- Your task
State how many lines of the records contain the string "thin", with case counting, and give only the number.

================

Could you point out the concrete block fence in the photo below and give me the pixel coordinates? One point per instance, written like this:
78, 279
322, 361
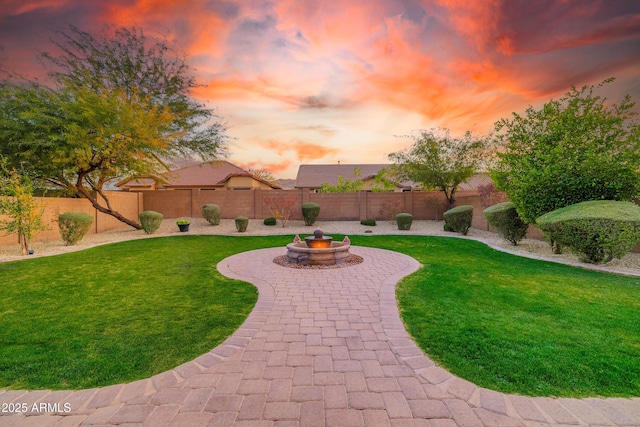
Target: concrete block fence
423, 205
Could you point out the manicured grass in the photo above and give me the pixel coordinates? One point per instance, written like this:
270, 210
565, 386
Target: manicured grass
518, 325
119, 312
130, 310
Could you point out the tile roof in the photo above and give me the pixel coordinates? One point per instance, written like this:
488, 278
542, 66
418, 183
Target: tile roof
208, 174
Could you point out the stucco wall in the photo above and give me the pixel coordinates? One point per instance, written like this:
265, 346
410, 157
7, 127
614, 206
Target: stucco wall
128, 204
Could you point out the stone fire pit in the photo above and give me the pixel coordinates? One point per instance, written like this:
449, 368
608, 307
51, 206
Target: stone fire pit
318, 250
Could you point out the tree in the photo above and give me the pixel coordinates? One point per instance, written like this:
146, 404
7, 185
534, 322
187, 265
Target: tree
119, 106
577, 148
437, 160
23, 213
262, 173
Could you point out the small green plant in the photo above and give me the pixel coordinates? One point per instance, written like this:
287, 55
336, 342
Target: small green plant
599, 230
404, 221
459, 218
505, 219
73, 226
150, 221
23, 214
310, 212
241, 223
211, 213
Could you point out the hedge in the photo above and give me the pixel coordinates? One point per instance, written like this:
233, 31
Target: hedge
598, 230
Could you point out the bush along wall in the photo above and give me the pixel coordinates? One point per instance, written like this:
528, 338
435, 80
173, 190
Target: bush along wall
404, 221
211, 213
505, 219
241, 223
310, 212
459, 218
73, 226
598, 230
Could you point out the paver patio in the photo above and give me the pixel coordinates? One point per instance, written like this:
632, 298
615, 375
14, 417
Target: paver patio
321, 348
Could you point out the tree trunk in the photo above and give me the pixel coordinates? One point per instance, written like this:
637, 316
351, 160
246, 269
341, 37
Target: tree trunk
94, 201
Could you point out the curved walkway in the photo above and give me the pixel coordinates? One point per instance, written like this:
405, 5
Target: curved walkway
321, 348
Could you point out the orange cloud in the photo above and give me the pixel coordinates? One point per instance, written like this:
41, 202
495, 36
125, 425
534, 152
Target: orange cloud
275, 168
304, 151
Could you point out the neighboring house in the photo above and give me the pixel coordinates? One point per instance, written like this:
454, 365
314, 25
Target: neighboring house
313, 176
214, 175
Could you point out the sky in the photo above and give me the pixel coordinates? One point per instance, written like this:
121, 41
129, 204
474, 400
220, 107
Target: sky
312, 82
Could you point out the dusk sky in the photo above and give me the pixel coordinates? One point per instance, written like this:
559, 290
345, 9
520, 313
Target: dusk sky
303, 82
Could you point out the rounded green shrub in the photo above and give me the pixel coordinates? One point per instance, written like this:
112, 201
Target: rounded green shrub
241, 223
73, 226
404, 221
459, 218
150, 221
310, 212
505, 219
211, 213
599, 230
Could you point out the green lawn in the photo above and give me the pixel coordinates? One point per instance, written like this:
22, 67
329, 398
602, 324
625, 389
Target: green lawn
519, 325
130, 310
119, 312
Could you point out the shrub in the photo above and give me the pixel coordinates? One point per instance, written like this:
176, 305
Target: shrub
241, 223
211, 213
310, 212
73, 226
459, 218
505, 219
404, 221
150, 221
599, 230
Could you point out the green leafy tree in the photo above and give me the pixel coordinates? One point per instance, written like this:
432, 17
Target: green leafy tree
22, 212
577, 148
262, 173
120, 104
439, 161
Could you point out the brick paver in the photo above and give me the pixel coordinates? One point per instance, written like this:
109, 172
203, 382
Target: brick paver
321, 348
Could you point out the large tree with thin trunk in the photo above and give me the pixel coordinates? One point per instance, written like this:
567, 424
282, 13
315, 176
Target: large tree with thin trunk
117, 105
442, 162
573, 149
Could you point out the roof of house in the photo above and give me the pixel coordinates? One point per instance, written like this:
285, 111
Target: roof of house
313, 176
214, 173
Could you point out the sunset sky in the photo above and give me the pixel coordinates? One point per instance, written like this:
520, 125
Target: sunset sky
303, 82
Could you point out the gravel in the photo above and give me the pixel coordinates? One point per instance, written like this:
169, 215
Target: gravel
630, 264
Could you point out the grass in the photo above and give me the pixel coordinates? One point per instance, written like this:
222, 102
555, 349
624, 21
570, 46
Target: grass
126, 311
119, 312
519, 325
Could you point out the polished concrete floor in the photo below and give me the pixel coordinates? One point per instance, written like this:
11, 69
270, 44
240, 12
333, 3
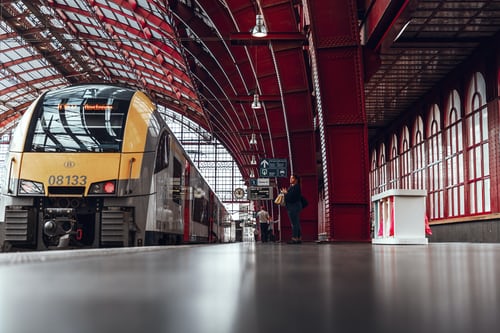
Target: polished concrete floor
254, 287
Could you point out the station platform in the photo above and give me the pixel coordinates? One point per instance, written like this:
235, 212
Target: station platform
254, 287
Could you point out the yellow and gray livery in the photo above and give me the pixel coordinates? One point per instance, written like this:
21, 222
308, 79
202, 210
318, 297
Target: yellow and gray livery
95, 165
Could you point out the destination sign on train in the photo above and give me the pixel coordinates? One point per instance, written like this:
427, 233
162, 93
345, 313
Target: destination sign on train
273, 167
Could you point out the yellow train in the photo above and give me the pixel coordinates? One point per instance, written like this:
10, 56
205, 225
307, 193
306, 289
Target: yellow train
95, 165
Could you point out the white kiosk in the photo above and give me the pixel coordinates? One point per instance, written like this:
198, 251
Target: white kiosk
399, 217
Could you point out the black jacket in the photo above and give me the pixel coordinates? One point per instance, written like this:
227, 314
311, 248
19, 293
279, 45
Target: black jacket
294, 194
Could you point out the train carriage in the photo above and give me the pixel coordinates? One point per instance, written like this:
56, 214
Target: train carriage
95, 165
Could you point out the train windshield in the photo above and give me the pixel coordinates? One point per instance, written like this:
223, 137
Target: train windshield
80, 120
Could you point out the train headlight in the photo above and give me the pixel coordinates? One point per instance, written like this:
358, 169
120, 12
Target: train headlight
107, 187
29, 187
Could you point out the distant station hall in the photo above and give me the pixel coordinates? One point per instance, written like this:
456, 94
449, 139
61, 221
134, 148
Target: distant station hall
210, 145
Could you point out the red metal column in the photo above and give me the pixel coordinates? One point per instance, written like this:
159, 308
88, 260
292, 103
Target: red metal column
338, 55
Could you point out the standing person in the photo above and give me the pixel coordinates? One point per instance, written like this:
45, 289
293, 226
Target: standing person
293, 204
263, 217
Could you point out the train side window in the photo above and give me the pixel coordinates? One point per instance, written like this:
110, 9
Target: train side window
163, 152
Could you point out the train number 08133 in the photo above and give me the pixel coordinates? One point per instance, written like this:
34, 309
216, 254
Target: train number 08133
61, 180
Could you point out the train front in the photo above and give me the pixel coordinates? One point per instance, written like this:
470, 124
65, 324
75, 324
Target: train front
70, 177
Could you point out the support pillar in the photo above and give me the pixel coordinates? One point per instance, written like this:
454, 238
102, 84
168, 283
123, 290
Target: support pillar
337, 57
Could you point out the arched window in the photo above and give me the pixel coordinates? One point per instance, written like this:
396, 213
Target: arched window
382, 175
478, 179
373, 174
405, 158
434, 169
394, 164
455, 186
418, 155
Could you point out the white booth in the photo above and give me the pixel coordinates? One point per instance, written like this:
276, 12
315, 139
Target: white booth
399, 217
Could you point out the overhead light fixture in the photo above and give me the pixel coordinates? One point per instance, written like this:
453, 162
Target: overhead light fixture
253, 139
256, 103
259, 30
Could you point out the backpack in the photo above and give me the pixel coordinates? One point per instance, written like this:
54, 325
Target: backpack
304, 202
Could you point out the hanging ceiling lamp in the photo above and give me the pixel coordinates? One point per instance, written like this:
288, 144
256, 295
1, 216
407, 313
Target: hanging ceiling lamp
253, 139
256, 103
253, 161
259, 30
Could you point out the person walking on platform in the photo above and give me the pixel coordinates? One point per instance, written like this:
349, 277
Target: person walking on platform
293, 205
263, 217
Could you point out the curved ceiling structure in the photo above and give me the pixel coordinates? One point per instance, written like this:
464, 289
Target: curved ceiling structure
197, 57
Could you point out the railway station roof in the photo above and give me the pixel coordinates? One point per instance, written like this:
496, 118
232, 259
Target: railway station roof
198, 58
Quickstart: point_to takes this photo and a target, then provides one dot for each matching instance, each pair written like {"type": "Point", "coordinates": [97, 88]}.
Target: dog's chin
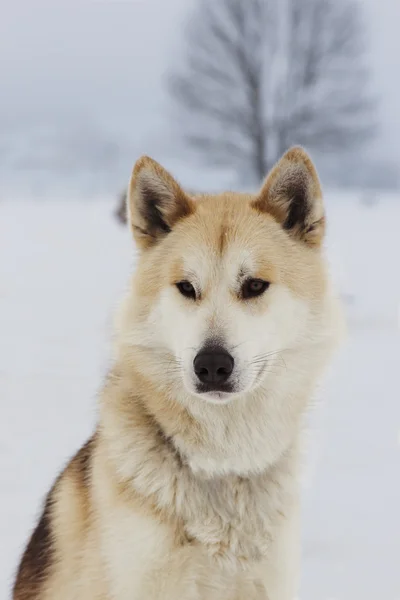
{"type": "Point", "coordinates": [216, 396]}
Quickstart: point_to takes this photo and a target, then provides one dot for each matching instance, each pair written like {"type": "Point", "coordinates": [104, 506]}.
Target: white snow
{"type": "Point", "coordinates": [63, 266]}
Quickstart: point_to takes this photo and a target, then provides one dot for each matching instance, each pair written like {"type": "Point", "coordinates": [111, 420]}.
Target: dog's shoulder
{"type": "Point", "coordinates": [40, 556]}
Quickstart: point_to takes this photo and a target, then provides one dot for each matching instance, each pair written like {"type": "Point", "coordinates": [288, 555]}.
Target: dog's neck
{"type": "Point", "coordinates": [153, 454]}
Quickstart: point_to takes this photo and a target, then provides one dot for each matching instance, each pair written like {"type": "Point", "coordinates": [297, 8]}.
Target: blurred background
{"type": "Point", "coordinates": [215, 90]}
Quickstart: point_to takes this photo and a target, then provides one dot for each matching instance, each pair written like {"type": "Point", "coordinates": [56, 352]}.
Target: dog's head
{"type": "Point", "coordinates": [230, 289]}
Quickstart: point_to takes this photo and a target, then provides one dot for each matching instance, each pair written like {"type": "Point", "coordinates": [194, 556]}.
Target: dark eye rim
{"type": "Point", "coordinates": [248, 294]}
{"type": "Point", "coordinates": [188, 292]}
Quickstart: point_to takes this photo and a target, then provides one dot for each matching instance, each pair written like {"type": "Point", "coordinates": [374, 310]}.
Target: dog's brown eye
{"type": "Point", "coordinates": [254, 287]}
{"type": "Point", "coordinates": [186, 289]}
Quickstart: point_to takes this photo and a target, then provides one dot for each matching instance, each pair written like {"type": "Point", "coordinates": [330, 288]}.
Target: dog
{"type": "Point", "coordinates": [189, 487]}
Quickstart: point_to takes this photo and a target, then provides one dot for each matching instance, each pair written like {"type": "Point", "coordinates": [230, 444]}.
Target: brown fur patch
{"type": "Point", "coordinates": [38, 557]}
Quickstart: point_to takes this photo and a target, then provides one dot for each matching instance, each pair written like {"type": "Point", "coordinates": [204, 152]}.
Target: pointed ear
{"type": "Point", "coordinates": [155, 202]}
{"type": "Point", "coordinates": [292, 194]}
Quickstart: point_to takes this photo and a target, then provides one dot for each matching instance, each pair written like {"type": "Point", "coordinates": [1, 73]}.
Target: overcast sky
{"type": "Point", "coordinates": [103, 62]}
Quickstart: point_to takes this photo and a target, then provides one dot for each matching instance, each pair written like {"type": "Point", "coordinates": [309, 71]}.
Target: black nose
{"type": "Point", "coordinates": [213, 366]}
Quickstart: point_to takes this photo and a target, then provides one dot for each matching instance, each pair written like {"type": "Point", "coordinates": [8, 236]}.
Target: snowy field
{"type": "Point", "coordinates": [63, 266]}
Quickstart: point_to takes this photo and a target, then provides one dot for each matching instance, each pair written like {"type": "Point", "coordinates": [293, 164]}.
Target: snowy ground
{"type": "Point", "coordinates": [63, 265]}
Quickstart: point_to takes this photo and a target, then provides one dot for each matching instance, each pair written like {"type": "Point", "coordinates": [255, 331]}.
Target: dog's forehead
{"type": "Point", "coordinates": [226, 236]}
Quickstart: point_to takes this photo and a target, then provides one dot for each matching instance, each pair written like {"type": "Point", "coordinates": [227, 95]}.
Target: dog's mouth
{"type": "Point", "coordinates": [215, 392]}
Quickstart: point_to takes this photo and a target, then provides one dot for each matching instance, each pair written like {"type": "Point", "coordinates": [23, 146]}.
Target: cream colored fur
{"type": "Point", "coordinates": [190, 496]}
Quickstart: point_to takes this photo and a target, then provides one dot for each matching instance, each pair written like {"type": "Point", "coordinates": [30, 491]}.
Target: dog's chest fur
{"type": "Point", "coordinates": [233, 518]}
{"type": "Point", "coordinates": [237, 519]}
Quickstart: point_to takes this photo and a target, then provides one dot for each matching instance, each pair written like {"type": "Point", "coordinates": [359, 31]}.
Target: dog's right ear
{"type": "Point", "coordinates": [155, 202]}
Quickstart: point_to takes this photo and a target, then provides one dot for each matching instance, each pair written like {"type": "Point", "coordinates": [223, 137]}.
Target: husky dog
{"type": "Point", "coordinates": [188, 489]}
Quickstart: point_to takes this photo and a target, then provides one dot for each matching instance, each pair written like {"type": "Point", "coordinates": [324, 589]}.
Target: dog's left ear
{"type": "Point", "coordinates": [292, 194]}
{"type": "Point", "coordinates": [155, 202]}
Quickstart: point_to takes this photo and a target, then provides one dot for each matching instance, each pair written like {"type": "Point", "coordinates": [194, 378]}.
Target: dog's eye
{"type": "Point", "coordinates": [186, 289]}
{"type": "Point", "coordinates": [254, 287]}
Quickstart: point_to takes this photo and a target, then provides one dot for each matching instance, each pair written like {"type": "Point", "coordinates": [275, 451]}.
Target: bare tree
{"type": "Point", "coordinates": [260, 75]}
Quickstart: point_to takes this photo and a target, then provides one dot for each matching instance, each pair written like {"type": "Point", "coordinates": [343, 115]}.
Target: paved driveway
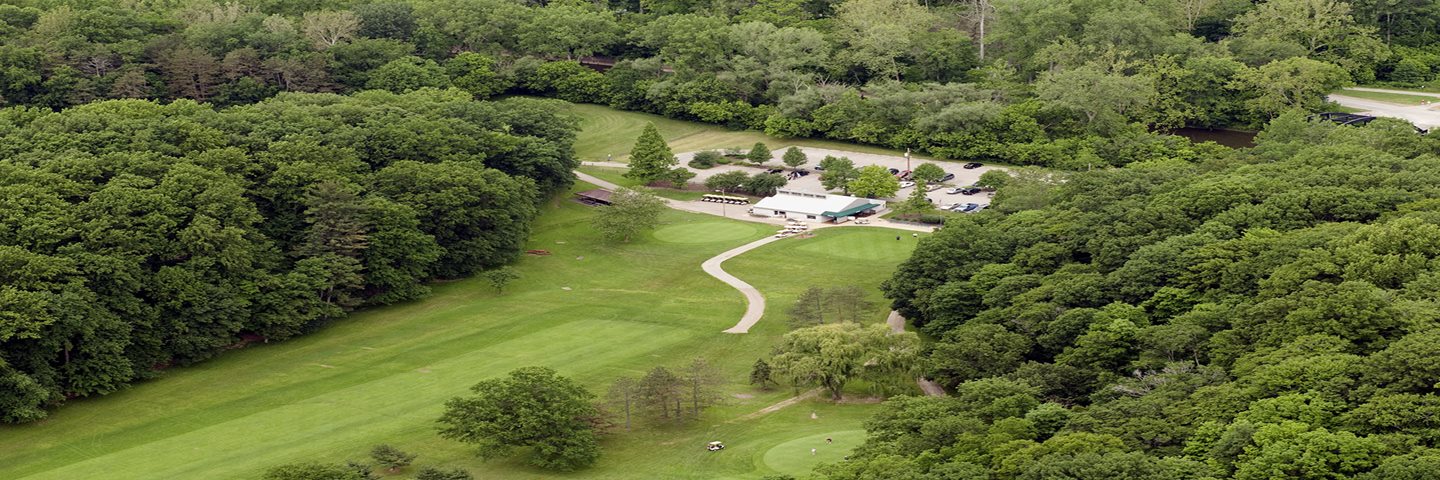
{"type": "Point", "coordinates": [1422, 116]}
{"type": "Point", "coordinates": [811, 182]}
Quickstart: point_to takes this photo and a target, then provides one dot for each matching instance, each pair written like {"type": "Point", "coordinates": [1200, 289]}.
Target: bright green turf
{"type": "Point", "coordinates": [704, 232]}
{"type": "Point", "coordinates": [382, 375]}
{"type": "Point", "coordinates": [608, 131]}
{"type": "Point", "coordinates": [861, 244]}
{"type": "Point", "coordinates": [1391, 98]}
{"type": "Point", "coordinates": [794, 457]}
{"type": "Point", "coordinates": [617, 176]}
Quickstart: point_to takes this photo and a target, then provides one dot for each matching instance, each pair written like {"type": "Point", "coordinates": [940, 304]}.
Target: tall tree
{"type": "Point", "coordinates": [628, 214]}
{"type": "Point", "coordinates": [529, 407]}
{"type": "Point", "coordinates": [794, 157]}
{"type": "Point", "coordinates": [651, 157]}
{"type": "Point", "coordinates": [871, 182]}
{"type": "Point", "coordinates": [808, 309]}
{"type": "Point", "coordinates": [847, 303]}
{"type": "Point", "coordinates": [327, 29]}
{"type": "Point", "coordinates": [660, 392]}
{"type": "Point", "coordinates": [624, 395]}
{"type": "Point", "coordinates": [337, 221]}
{"type": "Point", "coordinates": [703, 385]}
{"type": "Point", "coordinates": [761, 374]}
{"type": "Point", "coordinates": [759, 153]}
{"type": "Point", "coordinates": [833, 355]}
{"type": "Point", "coordinates": [838, 172]}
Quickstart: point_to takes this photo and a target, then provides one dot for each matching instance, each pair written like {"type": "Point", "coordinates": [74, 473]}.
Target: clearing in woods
{"type": "Point", "coordinates": [591, 310]}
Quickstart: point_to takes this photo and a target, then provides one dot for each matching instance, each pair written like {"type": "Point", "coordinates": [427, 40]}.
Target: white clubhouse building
{"type": "Point", "coordinates": [815, 206]}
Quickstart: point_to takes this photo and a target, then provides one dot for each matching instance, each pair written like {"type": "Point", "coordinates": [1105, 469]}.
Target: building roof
{"type": "Point", "coordinates": [851, 211]}
{"type": "Point", "coordinates": [599, 195]}
{"type": "Point", "coordinates": [815, 203]}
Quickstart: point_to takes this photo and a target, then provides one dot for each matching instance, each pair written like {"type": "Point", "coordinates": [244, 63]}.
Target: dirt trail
{"type": "Point", "coordinates": [896, 323]}
{"type": "Point", "coordinates": [779, 405]}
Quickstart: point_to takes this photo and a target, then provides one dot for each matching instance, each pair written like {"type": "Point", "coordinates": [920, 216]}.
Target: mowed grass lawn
{"type": "Point", "coordinates": [608, 131]}
{"type": "Point", "coordinates": [589, 310]}
{"type": "Point", "coordinates": [1390, 97]}
{"type": "Point", "coordinates": [615, 175]}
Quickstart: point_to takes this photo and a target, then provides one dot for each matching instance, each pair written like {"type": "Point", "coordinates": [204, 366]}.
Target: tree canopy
{"type": "Point", "coordinates": [1260, 314]}
{"type": "Point", "coordinates": [143, 235]}
{"type": "Point", "coordinates": [530, 407]}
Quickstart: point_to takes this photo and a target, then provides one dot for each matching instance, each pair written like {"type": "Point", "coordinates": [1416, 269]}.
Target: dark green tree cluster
{"type": "Point", "coordinates": [533, 408]}
{"type": "Point", "coordinates": [138, 235]}
{"type": "Point", "coordinates": [664, 395]}
{"type": "Point", "coordinates": [1263, 314]}
{"type": "Point", "coordinates": [1023, 81]}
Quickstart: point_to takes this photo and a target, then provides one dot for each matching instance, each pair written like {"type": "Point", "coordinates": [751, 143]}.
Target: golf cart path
{"type": "Point", "coordinates": [1422, 116]}
{"type": "Point", "coordinates": [755, 301]}
{"type": "Point", "coordinates": [1388, 91]}
{"type": "Point", "coordinates": [896, 323]}
{"type": "Point", "coordinates": [781, 404]}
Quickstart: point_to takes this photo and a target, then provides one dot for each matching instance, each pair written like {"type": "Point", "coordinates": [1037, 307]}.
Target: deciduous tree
{"type": "Point", "coordinates": [530, 407]}
{"type": "Point", "coordinates": [651, 157]}
{"type": "Point", "coordinates": [833, 355]}
{"type": "Point", "coordinates": [628, 214]}
{"type": "Point", "coordinates": [873, 182]}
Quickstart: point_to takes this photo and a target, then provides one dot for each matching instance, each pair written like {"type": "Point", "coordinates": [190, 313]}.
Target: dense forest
{"type": "Point", "coordinates": [1265, 314]}
{"type": "Point", "coordinates": [136, 235]}
{"type": "Point", "coordinates": [1054, 82]}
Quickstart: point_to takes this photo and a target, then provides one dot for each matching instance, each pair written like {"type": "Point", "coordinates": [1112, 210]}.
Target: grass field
{"type": "Point", "coordinates": [608, 131]}
{"type": "Point", "coordinates": [589, 310]}
{"type": "Point", "coordinates": [617, 176]}
{"type": "Point", "coordinates": [1388, 97]}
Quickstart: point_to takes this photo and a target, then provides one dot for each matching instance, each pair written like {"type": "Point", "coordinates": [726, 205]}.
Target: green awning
{"type": "Point", "coordinates": [851, 211]}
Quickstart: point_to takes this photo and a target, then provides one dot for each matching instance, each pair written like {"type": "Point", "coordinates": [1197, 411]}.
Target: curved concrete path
{"type": "Point", "coordinates": [753, 300]}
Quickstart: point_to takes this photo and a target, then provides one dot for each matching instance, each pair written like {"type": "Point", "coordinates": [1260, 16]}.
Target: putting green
{"type": "Point", "coordinates": [863, 244]}
{"type": "Point", "coordinates": [704, 232]}
{"type": "Point", "coordinates": [795, 457]}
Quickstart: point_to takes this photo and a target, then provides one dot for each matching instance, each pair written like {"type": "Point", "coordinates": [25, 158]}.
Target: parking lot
{"type": "Point", "coordinates": [814, 156]}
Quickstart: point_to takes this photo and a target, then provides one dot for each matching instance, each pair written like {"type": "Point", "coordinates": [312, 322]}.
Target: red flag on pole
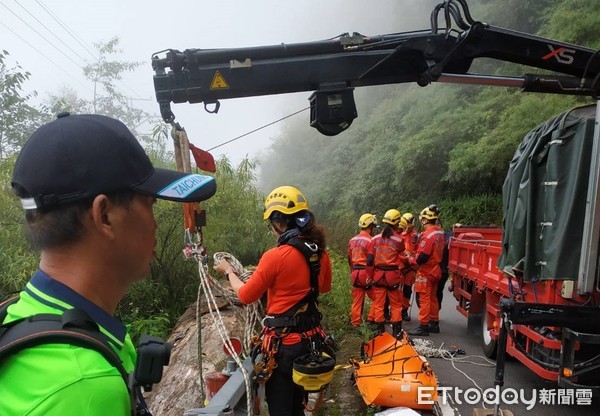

================

- Solution to this problem
2